# PROBLEM DESCRIPTION:
According to the page on Saint James Southern, in which general election was this constituency first contested?

# DOCUMENT:
..........
= Saint James Southern =

Parliamentary constituency of Jamaica

Saint James Southern is a parliamentary constituency represented in the House of Representatives of the Jamaican Parliament. It elects one Member of Parliament by the first past the post system of election. The constituency was first contested in the 1976 general election. The former MP was Homer Davis of the Jamaica Labour Party who has been in office since 2020. Since the 2025 Jamaican General Election, the current MP is Nekeisha Burchell of the People's National Party

== Boundaries ==

The constituency covers the Cambridge, Catadupa, Maroon Town, and Welcome Hall electoral divisions in St. James.
..........
# RECORD EXCERPTS:
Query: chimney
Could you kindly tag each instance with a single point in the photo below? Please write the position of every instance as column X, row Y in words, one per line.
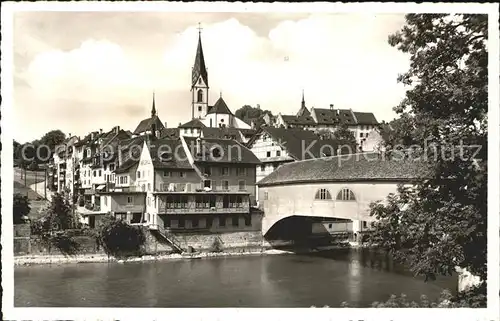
column 198, row 146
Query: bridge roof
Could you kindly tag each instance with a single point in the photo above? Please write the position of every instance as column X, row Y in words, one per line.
column 347, row 168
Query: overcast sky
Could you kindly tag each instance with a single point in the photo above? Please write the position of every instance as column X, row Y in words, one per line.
column 79, row 71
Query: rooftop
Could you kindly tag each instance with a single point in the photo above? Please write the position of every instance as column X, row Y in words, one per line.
column 345, row 168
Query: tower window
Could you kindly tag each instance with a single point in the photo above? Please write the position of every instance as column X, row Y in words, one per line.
column 200, row 95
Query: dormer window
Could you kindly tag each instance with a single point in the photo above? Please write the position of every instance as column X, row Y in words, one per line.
column 216, row 152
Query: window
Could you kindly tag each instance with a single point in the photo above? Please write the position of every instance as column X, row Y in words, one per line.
column 177, row 201
column 232, row 201
column 200, row 95
column 248, row 220
column 323, row 194
column 346, row 195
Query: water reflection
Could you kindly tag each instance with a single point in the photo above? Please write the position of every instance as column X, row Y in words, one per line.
column 359, row 277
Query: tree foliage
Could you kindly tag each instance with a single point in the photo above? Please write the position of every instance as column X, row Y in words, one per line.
column 21, row 208
column 121, row 239
column 473, row 298
column 441, row 222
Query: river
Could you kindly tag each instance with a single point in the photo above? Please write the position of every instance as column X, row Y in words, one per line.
column 355, row 276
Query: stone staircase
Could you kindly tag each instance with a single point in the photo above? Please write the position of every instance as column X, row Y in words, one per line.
column 171, row 240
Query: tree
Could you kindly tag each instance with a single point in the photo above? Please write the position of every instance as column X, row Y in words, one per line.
column 441, row 222
column 21, row 208
column 343, row 136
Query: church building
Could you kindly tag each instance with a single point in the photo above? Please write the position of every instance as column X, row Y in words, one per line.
column 217, row 115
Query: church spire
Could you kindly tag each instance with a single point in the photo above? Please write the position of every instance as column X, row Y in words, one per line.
column 153, row 109
column 199, row 68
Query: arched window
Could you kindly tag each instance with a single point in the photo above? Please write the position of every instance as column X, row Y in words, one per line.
column 200, row 95
column 345, row 194
column 323, row 194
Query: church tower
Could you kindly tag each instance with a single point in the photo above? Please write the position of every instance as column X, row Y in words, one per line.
..........
# OUTPUT OF THE EXERCISE:
The 1976 general election.